## BEGIN Data provided
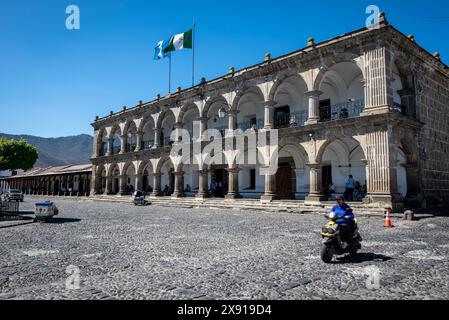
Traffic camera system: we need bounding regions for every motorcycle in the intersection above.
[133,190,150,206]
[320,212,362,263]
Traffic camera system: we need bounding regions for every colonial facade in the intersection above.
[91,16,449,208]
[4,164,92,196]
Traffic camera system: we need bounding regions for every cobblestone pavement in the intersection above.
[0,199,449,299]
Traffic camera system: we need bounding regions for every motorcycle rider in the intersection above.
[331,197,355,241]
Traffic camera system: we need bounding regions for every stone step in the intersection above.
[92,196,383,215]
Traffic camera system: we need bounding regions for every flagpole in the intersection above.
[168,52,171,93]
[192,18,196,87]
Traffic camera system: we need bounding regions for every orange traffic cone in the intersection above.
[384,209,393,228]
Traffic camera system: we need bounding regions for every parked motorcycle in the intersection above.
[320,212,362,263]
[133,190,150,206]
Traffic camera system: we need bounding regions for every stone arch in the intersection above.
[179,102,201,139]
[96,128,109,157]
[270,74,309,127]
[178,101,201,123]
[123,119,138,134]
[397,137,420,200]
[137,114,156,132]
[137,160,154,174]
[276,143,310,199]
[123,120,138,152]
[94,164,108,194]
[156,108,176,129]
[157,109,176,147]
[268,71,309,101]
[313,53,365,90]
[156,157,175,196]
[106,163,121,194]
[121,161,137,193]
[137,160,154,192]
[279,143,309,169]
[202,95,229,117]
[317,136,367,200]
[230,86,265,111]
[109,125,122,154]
## END Data provided
## BEGIN Data provided
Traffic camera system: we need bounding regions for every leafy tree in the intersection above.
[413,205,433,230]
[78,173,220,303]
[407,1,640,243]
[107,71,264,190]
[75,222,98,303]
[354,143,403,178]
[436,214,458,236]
## END Data provided
> **Directive**: Turn the material above into a JSON list of strings, beginning with the line that contains "step in the intersection above." and continuing through the line that contains "[384,209,393,228]". Give each line as its own string and leave out any blank lines.

> **Written reply**:
[
  "Traffic camera system: we need bounding regions for every stone step in the intersection above.",
  "[92,196,383,215]",
  "Traffic camera system: we need bounding regions for every flagpole in the intersection above.",
  "[168,52,171,93]",
  "[192,18,196,87]",
  "Traffic camera system: we need bounding regions for every orange traffic cone in the intersection above.",
  "[384,209,393,228]"
]